Brief —
Copy each line exactly.

Material supplied —

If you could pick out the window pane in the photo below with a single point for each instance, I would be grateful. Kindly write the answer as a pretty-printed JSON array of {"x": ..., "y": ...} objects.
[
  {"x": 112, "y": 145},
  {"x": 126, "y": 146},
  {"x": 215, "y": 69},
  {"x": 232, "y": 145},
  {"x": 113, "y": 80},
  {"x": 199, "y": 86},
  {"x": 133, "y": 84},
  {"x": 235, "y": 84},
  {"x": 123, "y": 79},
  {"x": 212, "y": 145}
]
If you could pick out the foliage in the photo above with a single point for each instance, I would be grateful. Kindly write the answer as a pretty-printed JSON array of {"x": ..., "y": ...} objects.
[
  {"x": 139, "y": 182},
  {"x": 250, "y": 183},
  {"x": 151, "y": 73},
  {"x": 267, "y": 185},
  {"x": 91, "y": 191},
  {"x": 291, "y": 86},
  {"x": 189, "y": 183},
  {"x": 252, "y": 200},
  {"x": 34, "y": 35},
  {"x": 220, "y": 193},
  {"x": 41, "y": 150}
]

Expected output —
If you could pick out the window pane in the photo below with a single point for each instance, I would be grateful. Kindly write the answer as a pretty-printed JSON array of {"x": ..., "y": ...} objects.
[
  {"x": 112, "y": 145},
  {"x": 126, "y": 146},
  {"x": 215, "y": 69},
  {"x": 232, "y": 145},
  {"x": 113, "y": 80},
  {"x": 199, "y": 86},
  {"x": 133, "y": 84},
  {"x": 235, "y": 84},
  {"x": 123, "y": 79},
  {"x": 212, "y": 145}
]
If you could pick out the foliage in the photo above with a single point for each instance, I would be grateful. Kindly write the answer as a pretty-printed JSON array of {"x": ..., "y": ...} objects.
[
  {"x": 139, "y": 182},
  {"x": 250, "y": 183},
  {"x": 151, "y": 73},
  {"x": 267, "y": 185},
  {"x": 91, "y": 191},
  {"x": 291, "y": 86},
  {"x": 189, "y": 183},
  {"x": 252, "y": 200},
  {"x": 34, "y": 35},
  {"x": 220, "y": 193},
  {"x": 41, "y": 150}
]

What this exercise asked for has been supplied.